* _Exercise directions_:
Please transcribe word for word the stretch of the article on Covid-19 and tech events from "Google I/O is" through "outbreak is contained.".

* _Passage provided_:
*** Begin section ***

Google I/O is officially cancelled – which other tech shows are affected by Covid-19?

As the spread of Covid-19 spreads across the globe, the tech world is having to rethink how it launches new products and services – and nearly all tech events between now and July have either moved online or been cancelled.

Apple’s WWDC 2020 is now an online-only event, the brand also launched a new iPad Pro and MacBook Air in a virtual conference… and now Google I/O has been formally moved.

Back in February, Mobile World Conference’s cancellation tipped the first domino in many that have since fallen, and it’s likely to continue until the spread of the coronavirus outbreak is contained.

With E3 and Build also falling and finding other ways to display their messages to developers and fans, it’s clear that 2020 is going to be a year of disruption in the tech world, and that’s going to have an impact on the new devices we’ll be able to buy and when.

The biggest annual smartphone show was the first to go; on 12 February the GSMA (Global System for Mobile Communication) announced it had canceled Mobile World Congress 2020. The confirmation came after Nokia, LG, Facebook, Sony, and other major names had already pulled out.

*** End section ***

* _Exercise data_:
*** Begin section ***

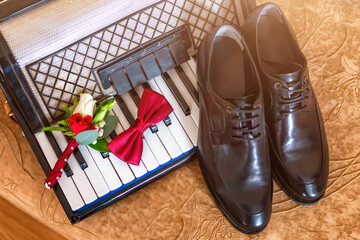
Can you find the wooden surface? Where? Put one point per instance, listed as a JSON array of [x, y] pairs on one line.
[[15, 224]]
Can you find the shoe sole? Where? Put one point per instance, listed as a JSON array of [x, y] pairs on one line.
[[286, 189], [234, 223], [293, 197]]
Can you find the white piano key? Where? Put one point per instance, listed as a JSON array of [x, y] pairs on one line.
[[192, 65], [136, 170], [66, 184], [93, 173], [186, 121], [154, 142], [187, 96], [122, 168], [82, 182], [175, 127], [164, 134], [107, 170], [185, 66], [148, 157]]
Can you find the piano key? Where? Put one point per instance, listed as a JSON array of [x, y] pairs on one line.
[[136, 99], [106, 169], [191, 75], [66, 184], [152, 139], [189, 86], [124, 109], [194, 108], [165, 135], [113, 134], [175, 91], [58, 152], [187, 123], [131, 172], [95, 177], [80, 179], [147, 157], [167, 120], [78, 156], [122, 168]]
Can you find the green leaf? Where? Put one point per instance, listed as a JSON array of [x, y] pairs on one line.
[[106, 103], [110, 124], [54, 128], [67, 110], [63, 122], [100, 146], [87, 137], [74, 105], [71, 134], [100, 116]]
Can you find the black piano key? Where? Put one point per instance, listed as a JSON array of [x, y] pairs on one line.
[[167, 120], [113, 134], [124, 109], [104, 155], [179, 52], [135, 74], [175, 91], [79, 157], [190, 87], [120, 81], [150, 66], [136, 99], [58, 152], [165, 59]]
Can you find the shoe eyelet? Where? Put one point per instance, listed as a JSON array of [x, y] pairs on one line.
[[306, 80], [278, 85], [229, 109]]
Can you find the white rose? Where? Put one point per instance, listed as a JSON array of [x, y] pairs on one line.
[[86, 105]]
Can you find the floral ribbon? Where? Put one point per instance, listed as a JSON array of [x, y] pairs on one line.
[[128, 145], [56, 172]]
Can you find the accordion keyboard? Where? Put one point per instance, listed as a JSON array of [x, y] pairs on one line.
[[105, 174]]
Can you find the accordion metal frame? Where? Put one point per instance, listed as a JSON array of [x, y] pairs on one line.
[[31, 118]]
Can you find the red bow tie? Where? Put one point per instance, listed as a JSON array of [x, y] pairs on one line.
[[128, 145]]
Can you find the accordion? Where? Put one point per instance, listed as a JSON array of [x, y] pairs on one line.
[[51, 51]]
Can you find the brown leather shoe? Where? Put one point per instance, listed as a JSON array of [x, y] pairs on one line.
[[298, 147], [233, 145]]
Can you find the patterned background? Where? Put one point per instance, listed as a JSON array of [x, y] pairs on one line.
[[179, 206]]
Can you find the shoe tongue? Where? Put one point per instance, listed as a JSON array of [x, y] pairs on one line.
[[242, 101], [290, 73]]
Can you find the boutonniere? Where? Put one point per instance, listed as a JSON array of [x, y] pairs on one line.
[[85, 124]]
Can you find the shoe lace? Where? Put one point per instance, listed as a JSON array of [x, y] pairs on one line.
[[297, 93], [244, 122]]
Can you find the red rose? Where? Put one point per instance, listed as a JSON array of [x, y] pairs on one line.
[[79, 124]]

*** End section ***

* _The answer_:
Google I/O is officially cancelled – which other tech shows are affected by Covid-19?

As the spread of Covid-19 spreads across the globe, the tech world is having to rethink how it launches new products and services – and nearly all tech events between now and July have either moved online or been cancelled.

Apple’s WWDC 2020 is now an online-only event, the brand also launched a new iPad Pro and MacBook Air in a virtual conference… and now Google I/O has been formally moved.

Back in February, Mobile World Conference’s cancellation tipped the first domino in many that have since fallen, and it’s likely to continue until the spread of the coronavirus outbreak is contained.